START

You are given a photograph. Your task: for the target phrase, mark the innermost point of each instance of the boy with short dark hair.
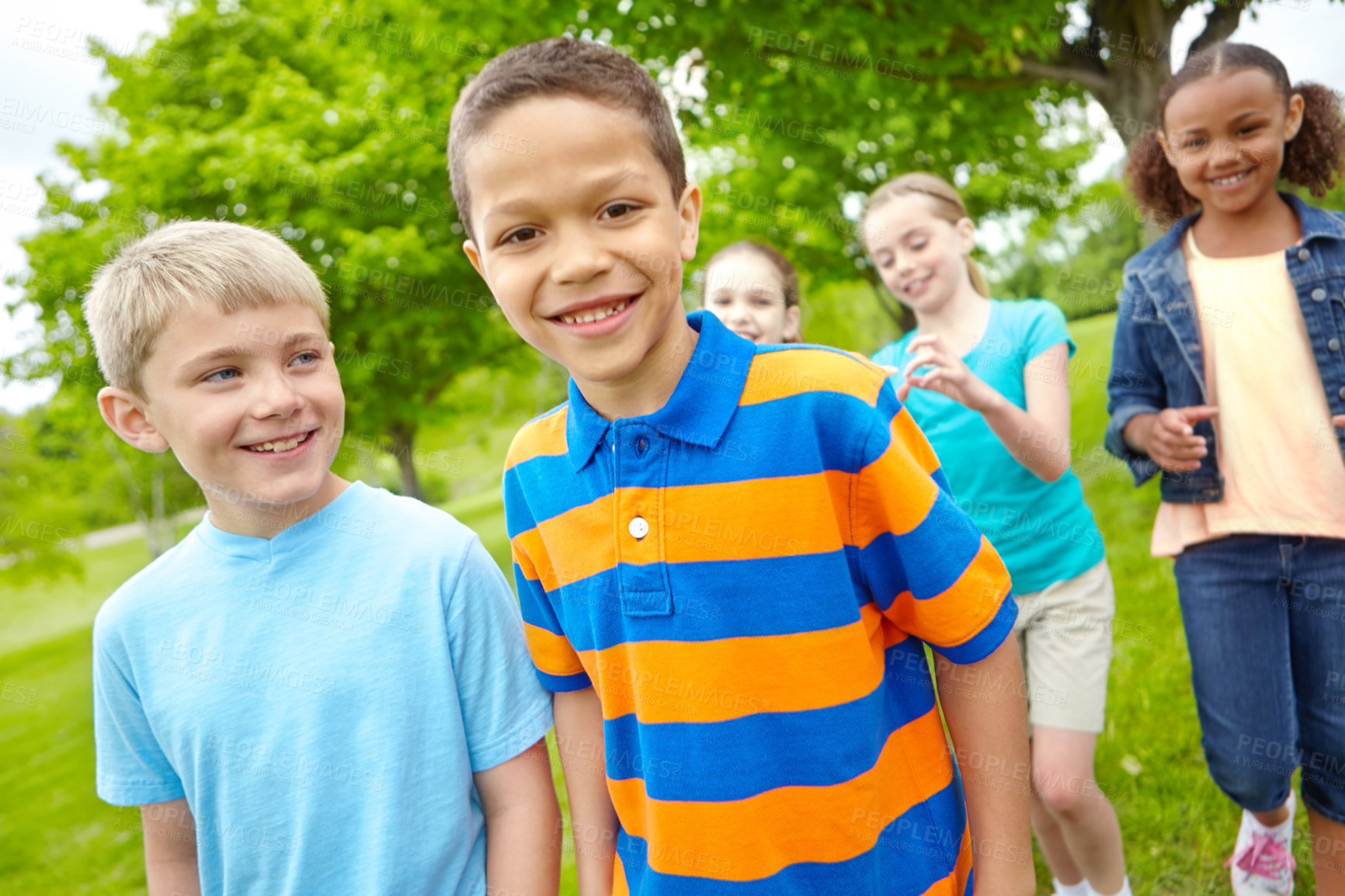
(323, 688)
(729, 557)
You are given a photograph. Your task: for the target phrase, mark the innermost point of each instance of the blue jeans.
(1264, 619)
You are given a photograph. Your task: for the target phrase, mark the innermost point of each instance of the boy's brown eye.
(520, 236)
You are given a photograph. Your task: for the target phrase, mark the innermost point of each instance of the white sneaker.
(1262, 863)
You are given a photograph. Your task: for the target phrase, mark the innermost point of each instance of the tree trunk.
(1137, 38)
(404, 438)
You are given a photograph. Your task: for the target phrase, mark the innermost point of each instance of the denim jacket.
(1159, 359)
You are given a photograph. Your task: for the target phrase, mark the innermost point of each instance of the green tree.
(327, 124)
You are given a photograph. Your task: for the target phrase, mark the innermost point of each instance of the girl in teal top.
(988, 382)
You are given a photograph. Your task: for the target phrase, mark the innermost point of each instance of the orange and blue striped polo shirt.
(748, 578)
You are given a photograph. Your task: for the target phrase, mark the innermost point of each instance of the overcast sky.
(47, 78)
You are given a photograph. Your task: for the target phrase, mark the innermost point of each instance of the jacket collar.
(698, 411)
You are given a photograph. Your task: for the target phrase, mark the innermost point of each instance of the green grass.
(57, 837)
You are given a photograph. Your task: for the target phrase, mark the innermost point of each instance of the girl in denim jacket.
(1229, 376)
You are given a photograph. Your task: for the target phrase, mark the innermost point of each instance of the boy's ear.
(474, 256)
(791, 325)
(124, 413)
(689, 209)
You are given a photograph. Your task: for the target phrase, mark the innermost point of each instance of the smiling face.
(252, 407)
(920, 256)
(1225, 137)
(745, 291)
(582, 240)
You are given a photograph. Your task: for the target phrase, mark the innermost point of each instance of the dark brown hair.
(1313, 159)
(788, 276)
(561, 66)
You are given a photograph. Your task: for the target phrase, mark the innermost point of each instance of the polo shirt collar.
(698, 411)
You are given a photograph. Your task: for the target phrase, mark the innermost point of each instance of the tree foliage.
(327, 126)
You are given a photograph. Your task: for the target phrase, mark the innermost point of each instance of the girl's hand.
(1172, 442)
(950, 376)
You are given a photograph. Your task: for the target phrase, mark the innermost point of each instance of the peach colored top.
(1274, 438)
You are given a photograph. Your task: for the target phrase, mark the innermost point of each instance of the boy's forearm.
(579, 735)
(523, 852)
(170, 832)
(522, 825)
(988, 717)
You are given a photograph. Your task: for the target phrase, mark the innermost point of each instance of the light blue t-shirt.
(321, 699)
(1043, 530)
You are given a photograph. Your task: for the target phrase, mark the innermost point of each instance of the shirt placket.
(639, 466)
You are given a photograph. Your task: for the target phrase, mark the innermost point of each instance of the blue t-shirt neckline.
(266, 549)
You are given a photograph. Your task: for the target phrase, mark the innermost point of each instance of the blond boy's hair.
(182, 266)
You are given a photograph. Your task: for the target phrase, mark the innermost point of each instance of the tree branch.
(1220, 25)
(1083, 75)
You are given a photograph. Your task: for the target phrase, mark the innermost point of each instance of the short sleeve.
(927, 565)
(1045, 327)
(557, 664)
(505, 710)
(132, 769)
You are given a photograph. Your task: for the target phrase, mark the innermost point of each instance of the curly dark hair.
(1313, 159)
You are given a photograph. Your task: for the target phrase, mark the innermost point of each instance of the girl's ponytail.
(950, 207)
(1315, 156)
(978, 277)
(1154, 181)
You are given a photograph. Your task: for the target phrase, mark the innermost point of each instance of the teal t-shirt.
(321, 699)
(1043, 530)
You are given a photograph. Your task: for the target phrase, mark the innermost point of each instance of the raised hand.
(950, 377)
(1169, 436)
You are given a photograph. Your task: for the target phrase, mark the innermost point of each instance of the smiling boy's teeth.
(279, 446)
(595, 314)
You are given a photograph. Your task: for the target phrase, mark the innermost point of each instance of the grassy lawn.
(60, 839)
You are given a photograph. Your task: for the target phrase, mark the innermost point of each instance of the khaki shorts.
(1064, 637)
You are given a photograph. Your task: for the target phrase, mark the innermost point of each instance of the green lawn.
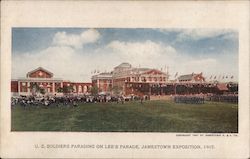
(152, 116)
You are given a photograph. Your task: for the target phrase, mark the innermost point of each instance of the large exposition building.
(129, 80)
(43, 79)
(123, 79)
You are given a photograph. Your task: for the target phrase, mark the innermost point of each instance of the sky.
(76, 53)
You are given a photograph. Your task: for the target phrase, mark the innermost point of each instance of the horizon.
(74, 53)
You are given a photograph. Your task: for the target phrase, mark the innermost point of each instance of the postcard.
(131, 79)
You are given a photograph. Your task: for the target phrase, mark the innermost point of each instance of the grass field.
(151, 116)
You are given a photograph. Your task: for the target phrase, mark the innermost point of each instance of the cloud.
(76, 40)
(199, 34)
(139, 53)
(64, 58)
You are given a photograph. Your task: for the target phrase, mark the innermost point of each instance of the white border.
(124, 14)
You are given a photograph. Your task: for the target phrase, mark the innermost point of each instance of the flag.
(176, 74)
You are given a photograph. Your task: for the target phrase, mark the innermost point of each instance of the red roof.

END

Exercise prompt >> Pictures stay out; reproduce every line of the records exactly.

The output >>
You are given a photograph. Your task: for the target phrase, mark the innermost point of each instance of the boy with short dark hair.
(323, 688)
(729, 557)
You are given a photograph. Your task: for the target phrase, mark the innermost point of each instance of the blue jeans.
(1264, 619)
You are given a photograph. Your task: for the target phrase, mark the innermost point of each instance of the boy's brown eye.
(520, 236)
You are given a photograph. Your task: for the target phrase, mark the innermost point of each instance of the white sneaker.
(1262, 863)
You are given a photograph. Your task: for the target phrase, mark the innermost point of each instance of the tree trunk.
(1137, 38)
(404, 438)
You are given a photograph. Your task: for the target phrase, mark the innermost point of each instance of the denim jacket.
(1159, 359)
You are given a photograph. Your task: for the target phrase, mark the innermost point of each instance of the green tree.
(327, 124)
You are given a photograph. Your task: for the target phrase, mark the innermost point of each instance of the girl in teal top.
(988, 382)
You are given a photograph. Your task: for the target phrase, mark the innermost point of each instance of the orange and blue striped polo shirt.
(748, 578)
You are given a photograph. Your task: for the target phrase, mark the innermost point of each instance of the overcast sky.
(47, 78)
You are given a photograph. Your task: for the target phrase, mark the innermost point of each instance of the jacket collar.
(698, 411)
You are given a photograph. Your task: for the target phrase, mark the innermost point of each instance of the green grass.
(57, 837)
You are given a photograph. Your task: for the target phrase, mark the innermost point of each instance of the girl in denim jacket.
(1229, 376)
You are given a photograph. Your task: for the target phrase, mark the innermost point of each instance of the boy's ear.
(474, 256)
(791, 325)
(124, 413)
(689, 209)
You are given a photograph. Your task: for the target phrase, mark the innermost point of each instance of the smiling face.
(252, 407)
(920, 256)
(1225, 137)
(745, 291)
(582, 240)
You are given a photograph. Your task: for the target phrase, mark the innermost point of each instance of the dark brown hair.
(1313, 159)
(788, 276)
(561, 66)
You are given a photograph. Your task: for the target phrase, mark the innermost point of each instance of the polo shirt collar.
(698, 411)
You are given a photograph. Your task: for the target phrase, mark the innermost point of each instance of the tree foliage.
(327, 126)
You are given a photograph. Your task: for the target phrase, mark the innermost point of each instance of the girl's hand.
(1172, 442)
(950, 376)
You are given a photograph. Your task: for the target phrase, mark the innermost point of each instance of the peach colored top.
(1274, 438)
You are given a photograph. Your task: for the target phrase, mark the innermost point of each instance of the boy's forearm.
(579, 735)
(523, 852)
(170, 832)
(522, 825)
(988, 717)
You are given a photograph. Your task: for the target phrase, mark the innermost point of each instance of the light blue t-shirt.
(321, 699)
(1043, 530)
You are given a photograph. Your task: for the target phrase, mark the innermost point of each instance of the shirt placket.
(639, 466)
You are given a photograph. Your task: for the target phrase, mark the innermost point of each instance of the blue t-shirt neckline.
(266, 549)
You are given a photograph. Your task: for the target phrase, mark the innermost point of each instance of the blond boy's hair.
(182, 266)
You are given a photograph. Your task: for the target phrase, mark the innermost point of each instance of the tree branch.
(1220, 25)
(1083, 75)
You are given a photograph. Your task: for the target phrase, mark the innermost point of each instance of the short sleeve.
(927, 565)
(1045, 327)
(557, 664)
(505, 710)
(132, 769)
You are given a photograph. Your task: for the target phrase, mark the innermost point of each instance of the curly dark hair.
(1313, 159)
You are given a photograph. Your task: for the target phrase, mark the innermost point of each instance of the girl's ponytail.
(950, 207)
(1315, 156)
(978, 277)
(1154, 181)
You are given a photograph. Your task: for the target phrase, mark the innermost point of each instance of the teal t-shirt.
(321, 699)
(1043, 530)
You are given a photograph. Your task: for the target phrase, mark the innermost point of each instance of the raised hand.
(950, 377)
(1169, 436)
You are given a photograph. Your task: for the target phrase, mark the innermost point of each instance of the smiling boy's teeth.
(279, 446)
(595, 314)
You are given a photograph. Your task: for the target phrase, mark the innermost point of each instance of the grassy lawn.
(60, 839)
You are given a photograph. Your task: for the target phrase, mark the innermost point of each instance of the khaki shorts.
(1064, 637)
You are given a photograph. Your task: for the target phrase, mark the innermost point of each instance of the green lawn.
(152, 116)
You are given a photograph. Your task: for the target phrase, mark the innermost point of each instance of the large exposition building.
(129, 80)
(43, 79)
(123, 79)
You are given a photograph. Your task: for the target phrase, mark the innermost point of each instance of the sky.
(76, 53)
You are given a photograph. Your task: for the target phrase, mark the innermost point of each instance of the horizon.
(74, 53)
You are given a photograph. Your task: for the target phrase, mark the innermost point of each instance of the postcard.
(131, 79)
You are given a photograph. Your task: for the target phrase, mark the innermost point of each instance of the grass field.
(151, 116)
You are given a photograph. Your task: for the target phrase, mark the innermost point of each instance of the cloud.
(76, 40)
(199, 34)
(139, 53)
(64, 58)
You are given a photograph. Your task: for the target phrase, mark the innermost point of each instance of the white border.
(124, 14)
You are given a photograph. Your task: for the target phrase, mark the innermost point of each instance of the flag.
(176, 74)
You are given a photograph. Your task: for the target phrase, mark the innermost point of each instance of the red roof.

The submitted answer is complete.